#### [Text to read]
Mr. J. Harford, a refugee from Atlanta, Georgia, sends to the Nashville Union the following account of the sufferings of the people of Georgia under the rebel rule:

When this war commenced I was engaged in the dry-goods business; have subsequently kept a diningsaloon, with a license for the sale of liquors. In Atlanta citizens are compelled to obey military rules which they do not recognize as law, and which rules even that government (through Alexander A. Stephens) pronounced to be illegal, arbitrary, and unjust, yet for refusing to obey which I have been seven times imprisoned — my property forcibly carried away without compensation. My family thus robbed, I was sent into another State for trial, and there imprisoned in Chattanooga to satisfy the malice of the military authorities in Atlanta, whose acts of despotism caused the death of peaceable citizens, and murdered even the babe in my wife's arms. During my imprisonment my family became sick, one of my children died, and my wife's recovery was for some time regarded as hopeless. Sir, these are facts which many respectable citizens of Atlanta can corroborate.

(Named object pointing entries)

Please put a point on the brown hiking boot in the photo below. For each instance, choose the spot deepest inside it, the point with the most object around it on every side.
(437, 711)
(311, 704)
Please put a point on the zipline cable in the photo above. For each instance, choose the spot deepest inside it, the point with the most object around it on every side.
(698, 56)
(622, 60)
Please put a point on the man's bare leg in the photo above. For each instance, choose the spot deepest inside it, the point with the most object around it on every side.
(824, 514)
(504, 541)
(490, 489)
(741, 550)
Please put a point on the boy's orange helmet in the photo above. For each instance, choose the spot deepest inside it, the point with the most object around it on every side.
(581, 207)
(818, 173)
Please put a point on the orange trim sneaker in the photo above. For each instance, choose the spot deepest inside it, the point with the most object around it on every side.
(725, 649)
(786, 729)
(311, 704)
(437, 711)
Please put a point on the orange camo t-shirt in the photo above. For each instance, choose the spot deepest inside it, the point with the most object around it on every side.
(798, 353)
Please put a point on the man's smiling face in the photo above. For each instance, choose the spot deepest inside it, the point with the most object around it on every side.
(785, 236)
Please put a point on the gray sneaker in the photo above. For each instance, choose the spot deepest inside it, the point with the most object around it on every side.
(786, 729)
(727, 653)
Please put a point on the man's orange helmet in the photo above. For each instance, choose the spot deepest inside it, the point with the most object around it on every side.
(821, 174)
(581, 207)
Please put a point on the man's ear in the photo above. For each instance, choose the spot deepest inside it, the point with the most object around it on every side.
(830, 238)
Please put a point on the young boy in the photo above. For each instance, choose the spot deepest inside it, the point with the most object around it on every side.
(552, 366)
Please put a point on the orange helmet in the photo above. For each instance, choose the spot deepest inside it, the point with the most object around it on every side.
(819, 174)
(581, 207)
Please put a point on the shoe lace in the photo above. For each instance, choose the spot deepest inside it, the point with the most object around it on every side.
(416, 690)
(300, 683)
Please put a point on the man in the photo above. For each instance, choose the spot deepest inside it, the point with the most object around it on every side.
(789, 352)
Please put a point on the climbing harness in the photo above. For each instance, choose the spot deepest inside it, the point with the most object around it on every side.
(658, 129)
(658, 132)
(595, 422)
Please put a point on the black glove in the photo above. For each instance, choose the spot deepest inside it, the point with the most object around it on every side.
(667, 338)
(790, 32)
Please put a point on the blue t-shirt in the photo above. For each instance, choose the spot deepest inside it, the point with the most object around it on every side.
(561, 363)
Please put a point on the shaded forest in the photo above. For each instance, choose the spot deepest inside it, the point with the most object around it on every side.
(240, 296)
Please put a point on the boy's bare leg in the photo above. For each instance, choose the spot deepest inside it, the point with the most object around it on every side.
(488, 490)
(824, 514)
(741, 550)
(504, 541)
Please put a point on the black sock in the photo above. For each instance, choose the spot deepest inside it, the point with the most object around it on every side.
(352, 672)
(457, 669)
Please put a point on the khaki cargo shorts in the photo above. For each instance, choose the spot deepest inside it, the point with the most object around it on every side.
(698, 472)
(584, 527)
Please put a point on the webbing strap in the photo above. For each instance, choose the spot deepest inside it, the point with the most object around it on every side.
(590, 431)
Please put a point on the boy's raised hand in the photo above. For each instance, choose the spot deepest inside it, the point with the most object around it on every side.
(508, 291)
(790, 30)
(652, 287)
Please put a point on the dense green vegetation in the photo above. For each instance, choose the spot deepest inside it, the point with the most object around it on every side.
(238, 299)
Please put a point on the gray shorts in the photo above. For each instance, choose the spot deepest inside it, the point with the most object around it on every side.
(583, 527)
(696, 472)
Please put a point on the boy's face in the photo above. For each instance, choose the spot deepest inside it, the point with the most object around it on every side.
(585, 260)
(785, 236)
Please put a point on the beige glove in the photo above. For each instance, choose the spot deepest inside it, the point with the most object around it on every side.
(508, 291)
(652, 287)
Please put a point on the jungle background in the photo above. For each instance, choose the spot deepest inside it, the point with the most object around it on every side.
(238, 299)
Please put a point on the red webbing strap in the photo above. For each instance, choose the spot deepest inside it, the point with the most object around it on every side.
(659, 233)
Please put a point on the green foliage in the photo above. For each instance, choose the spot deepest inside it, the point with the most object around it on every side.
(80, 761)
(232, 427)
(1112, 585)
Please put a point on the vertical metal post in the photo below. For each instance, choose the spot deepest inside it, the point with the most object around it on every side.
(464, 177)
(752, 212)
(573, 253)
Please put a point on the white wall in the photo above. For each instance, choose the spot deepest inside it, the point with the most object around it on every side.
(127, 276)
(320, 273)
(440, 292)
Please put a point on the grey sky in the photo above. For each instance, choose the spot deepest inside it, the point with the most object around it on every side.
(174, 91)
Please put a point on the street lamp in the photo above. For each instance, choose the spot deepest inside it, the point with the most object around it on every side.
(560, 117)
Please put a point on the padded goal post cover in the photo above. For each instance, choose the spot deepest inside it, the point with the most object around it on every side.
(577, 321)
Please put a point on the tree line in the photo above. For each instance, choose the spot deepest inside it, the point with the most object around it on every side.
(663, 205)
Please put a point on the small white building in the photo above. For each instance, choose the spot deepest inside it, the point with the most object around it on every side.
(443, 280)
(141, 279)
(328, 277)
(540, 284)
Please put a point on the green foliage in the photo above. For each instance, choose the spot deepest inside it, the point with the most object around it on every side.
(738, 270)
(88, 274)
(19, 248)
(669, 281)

#### [Tasks to carry out]
1. In the records, rewrite the lines from the one containing "Please put a point on the boy's face" to the one containing "(1112, 585)", swapping "beige glove" for "tan glove" and leaving everything else unchanged.
2. Carry on the Atlanta refugee's account of his treatment under rebel rule, starting right after its last sentence.

#### [Exercise responses]
1.
Please put a point on the boy's face in the photo above. For each instance, choose the spot deepest inside it, the point with the most object around it on every side.
(585, 260)
(785, 236)
Please put a point on the tan glove in the photo above. For each instance, choose the spot deepest inside it, the point with the most object around it on every side.
(508, 291)
(652, 287)
Please put a point on the jungle background in the photo above. For each instance, choose the spot deepest inside it, the point with the most object around it on every side.
(238, 299)
Please put a point on the red webbing strap in the photo above. For each instance, choose the spot deepest inside it, the point with the most object around it on every side.
(659, 233)
Please put a point on the green foliage in the photo above. For each instance, choose the spot deepest inside it, the point with the most object around it on every side.
(80, 761)
(232, 427)
(1112, 585)

2.
For defending the character of Michael Myers, a respectable citizen, who was arrested on suspicion of Union principles — and when visited by his friends on the following day, was found senseless, with a fracture in his skull about three inches long, from the effects of which he died in less than forty-eight hours from the time of his arrest — I was again made to suffer. Having dared to call for an investigation into the cause of his death, and accusing the provost-guards of at least some knowledge of his murder, has been, I well believe, the indirect cause of my repeated arrests, until deprived of all that could constitute a home. I was then, as if in mockery of my situation, called on to defend my home from “ Yankee ” invasion too — regardless of the certificates of two eminent doctors, proving my exemption from military service. These conscript officers have endeavored to force me to fight for their benign government. Military law having ignored all civil law, left me no means of redress. My wife, therefore wrote an appeal to the military authorities, but the newspapers of Atlanta refused to publish it, stating that it was too personal.